TEXTAUSZUG:
Das Vieweghaus am Braunschweiger Burgplatz. Für Gerd Biegel, Leiter des Instituts für Braunschweigische Regionalgeschichte, zählt es zu den herausragenden Zeugnissen des deutschen Neoklassizismus und zu den wichtigen Baudenkmälern braunschweigischen Geschichte. Ab Ende der 70er Jahre wurde das stattliche, aber auch verwinkelte Gebäude entkernt und als neuer Sitz des Braunschweigischen Landesmuseums eingerichtet. Als Biegel 1986 dessen Direktor wurde, konnte er die Einrichtung der neuen Dauerausstellung noch mit begleiten.

Logo Braunschweiger ZeitungDieser Artikel ist zuerst erschienen am 07.07.2020 (Bezahl-Artikel)

Gut 30 Jahre später soll das Haus erneut aufwendig saniert werden. 47,5 Millionen Euro plant Niedersachsens Landesregierung im Entwurf für den Haushalt 2021 ein. Das sind rund zehn Millionen Euro mehr als zuletzt in Renovierung und Erweiterung des Herzog-Anton-Ulrich-Museums investiert wurden.

Kulturminister Björn Thümler: Zentrales Museum für die Region

„Die Sanierung des Landesmuseums ist dringend notwendig“, sagte Niedersachsens Kulturminister Björn Thümler unserer Zeitung. „In der Mitte der Stadt Braunschweig in einem bedeutenden Beispiel klassizistischer Architektur gelegen, spielt es eine ganz zentrale Rolle für die Menschen in Braunschweig und der Region.“

Es gab Zeiten, in denen Hannover weniger willig war, Geld für die Bewahrung und Präsentation der Braunschweigischen Geschichte in die Hand zu nehmen. Wie Biegel berichtet, beklagte sich sein Vorvorgänger Alfred Tode 1960 öffentlich, dass „trotz Jahr für Jahr wiederholter Anträge noch keinerlei einmalige Wiederaufbau-Mittel“ für das Landesmuseum zur Verfügung gestellt wurden.

Damals befand es sich noch am Standort Aegidienkirche, wo es 1902, rund zehn Jahre nach der Gründung durch geschichtsinteressierte Bürger, eingerichtet worden war. Die Kirche war 1811 säkularisiert worden. Als sie aufgrund der großen Zahl katholischer Neubürge aus den früheren deutschen Ostgebieten nach dem Zweiten Weltkrieg neu geweiht wurde, verlor das Landesmuseum einen Großteil seiner Ausstellungsfläche.

DATENEINTRÄGE:
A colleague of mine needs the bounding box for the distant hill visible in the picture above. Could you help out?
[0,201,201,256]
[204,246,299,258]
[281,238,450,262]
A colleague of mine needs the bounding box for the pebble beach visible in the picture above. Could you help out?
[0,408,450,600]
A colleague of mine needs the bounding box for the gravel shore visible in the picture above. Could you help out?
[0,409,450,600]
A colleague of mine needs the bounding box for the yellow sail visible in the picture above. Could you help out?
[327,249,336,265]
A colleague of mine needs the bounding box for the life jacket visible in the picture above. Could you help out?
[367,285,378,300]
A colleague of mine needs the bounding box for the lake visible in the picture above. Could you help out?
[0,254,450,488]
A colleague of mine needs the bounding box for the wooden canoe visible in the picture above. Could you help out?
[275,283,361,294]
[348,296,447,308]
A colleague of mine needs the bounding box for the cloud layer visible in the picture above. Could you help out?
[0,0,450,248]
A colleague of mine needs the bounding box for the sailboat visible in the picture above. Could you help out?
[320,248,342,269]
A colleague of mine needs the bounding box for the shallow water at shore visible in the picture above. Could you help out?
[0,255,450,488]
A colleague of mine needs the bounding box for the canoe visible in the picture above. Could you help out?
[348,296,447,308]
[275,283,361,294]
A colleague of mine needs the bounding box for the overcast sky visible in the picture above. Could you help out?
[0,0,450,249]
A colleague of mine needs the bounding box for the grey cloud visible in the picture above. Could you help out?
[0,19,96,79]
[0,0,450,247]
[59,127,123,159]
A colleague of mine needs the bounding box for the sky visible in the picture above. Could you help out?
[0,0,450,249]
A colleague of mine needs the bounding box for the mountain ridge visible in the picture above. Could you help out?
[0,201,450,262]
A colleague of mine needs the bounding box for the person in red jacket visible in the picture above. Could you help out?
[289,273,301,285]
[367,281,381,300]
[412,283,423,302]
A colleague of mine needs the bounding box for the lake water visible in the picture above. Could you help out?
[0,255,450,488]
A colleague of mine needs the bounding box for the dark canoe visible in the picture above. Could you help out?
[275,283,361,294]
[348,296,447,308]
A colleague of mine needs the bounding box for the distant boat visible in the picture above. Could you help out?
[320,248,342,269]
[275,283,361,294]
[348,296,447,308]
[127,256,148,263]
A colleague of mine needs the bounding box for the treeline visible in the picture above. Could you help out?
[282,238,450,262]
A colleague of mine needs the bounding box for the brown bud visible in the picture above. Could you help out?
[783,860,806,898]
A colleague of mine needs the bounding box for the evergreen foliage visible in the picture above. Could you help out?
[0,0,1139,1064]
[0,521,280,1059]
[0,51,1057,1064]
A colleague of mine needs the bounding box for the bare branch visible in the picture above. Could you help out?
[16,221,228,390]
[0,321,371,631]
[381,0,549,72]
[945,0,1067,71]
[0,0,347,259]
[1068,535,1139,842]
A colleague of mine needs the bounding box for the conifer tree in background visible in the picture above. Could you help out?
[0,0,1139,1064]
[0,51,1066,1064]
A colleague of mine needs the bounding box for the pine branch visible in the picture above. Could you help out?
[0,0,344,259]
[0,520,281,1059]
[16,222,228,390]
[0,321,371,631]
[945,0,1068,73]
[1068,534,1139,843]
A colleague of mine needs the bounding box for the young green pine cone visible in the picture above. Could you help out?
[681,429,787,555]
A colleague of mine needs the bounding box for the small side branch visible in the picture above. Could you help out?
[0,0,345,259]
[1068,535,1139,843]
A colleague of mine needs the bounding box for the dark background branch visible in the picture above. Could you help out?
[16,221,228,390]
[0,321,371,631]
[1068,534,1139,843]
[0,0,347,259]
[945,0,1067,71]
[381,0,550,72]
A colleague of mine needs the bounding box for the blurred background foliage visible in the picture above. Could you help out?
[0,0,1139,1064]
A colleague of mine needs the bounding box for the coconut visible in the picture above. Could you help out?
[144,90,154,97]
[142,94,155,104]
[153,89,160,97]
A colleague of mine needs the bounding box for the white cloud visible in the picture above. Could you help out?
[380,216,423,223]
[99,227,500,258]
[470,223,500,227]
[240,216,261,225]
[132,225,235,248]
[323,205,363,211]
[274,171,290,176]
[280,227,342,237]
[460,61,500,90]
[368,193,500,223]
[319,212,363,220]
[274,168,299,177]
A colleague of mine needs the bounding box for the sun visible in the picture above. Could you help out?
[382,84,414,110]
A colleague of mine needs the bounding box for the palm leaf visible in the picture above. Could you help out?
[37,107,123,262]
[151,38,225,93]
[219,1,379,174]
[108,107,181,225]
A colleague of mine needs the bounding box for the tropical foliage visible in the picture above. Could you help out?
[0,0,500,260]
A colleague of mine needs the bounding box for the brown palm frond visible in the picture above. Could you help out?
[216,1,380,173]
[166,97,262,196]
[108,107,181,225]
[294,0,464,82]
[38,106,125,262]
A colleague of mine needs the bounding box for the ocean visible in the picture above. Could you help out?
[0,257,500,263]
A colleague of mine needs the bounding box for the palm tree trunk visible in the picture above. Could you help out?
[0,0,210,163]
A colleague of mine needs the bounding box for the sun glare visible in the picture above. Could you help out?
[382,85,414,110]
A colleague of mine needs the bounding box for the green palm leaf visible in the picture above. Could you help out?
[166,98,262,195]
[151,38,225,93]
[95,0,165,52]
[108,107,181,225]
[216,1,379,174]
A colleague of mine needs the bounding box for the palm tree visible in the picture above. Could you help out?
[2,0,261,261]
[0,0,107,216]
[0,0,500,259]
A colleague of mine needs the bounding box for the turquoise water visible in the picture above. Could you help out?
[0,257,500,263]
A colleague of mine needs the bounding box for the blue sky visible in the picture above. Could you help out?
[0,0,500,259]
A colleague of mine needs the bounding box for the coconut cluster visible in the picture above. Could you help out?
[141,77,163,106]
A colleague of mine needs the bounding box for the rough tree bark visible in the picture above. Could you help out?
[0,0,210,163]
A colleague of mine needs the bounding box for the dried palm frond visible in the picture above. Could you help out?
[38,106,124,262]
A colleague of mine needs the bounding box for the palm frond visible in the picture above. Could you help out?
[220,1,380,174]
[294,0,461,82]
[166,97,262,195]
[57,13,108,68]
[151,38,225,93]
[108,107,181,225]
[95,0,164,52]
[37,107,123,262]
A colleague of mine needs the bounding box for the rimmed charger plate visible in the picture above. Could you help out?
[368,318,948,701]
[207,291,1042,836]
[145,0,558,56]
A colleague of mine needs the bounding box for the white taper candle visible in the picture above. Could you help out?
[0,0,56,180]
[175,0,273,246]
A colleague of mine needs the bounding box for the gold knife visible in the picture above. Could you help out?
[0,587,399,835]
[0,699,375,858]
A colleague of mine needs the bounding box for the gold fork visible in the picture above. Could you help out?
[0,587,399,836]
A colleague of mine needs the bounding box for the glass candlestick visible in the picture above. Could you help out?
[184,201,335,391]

AUFGABENSTELLUNG:
In welchem Jahr wurde Gerd Biegel laut dem Textauszug Direktor des Braunschweigischen Landesmuseums? Stütze dich ausschließlich auf den Textauszug.

LÖSUNG:
1986